_TASK OBJECTIVE:_ Transcribe every line of the records verbatim.

•••

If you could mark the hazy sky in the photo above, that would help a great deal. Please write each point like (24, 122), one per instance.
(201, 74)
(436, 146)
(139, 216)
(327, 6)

•••

_OUTPUT FOR THIS TASK:_
If you could mark the hazy sky in the photo above, that would help a great deal. Please write each point like (24, 122), one per instance.
(201, 74)
(436, 146)
(139, 216)
(327, 6)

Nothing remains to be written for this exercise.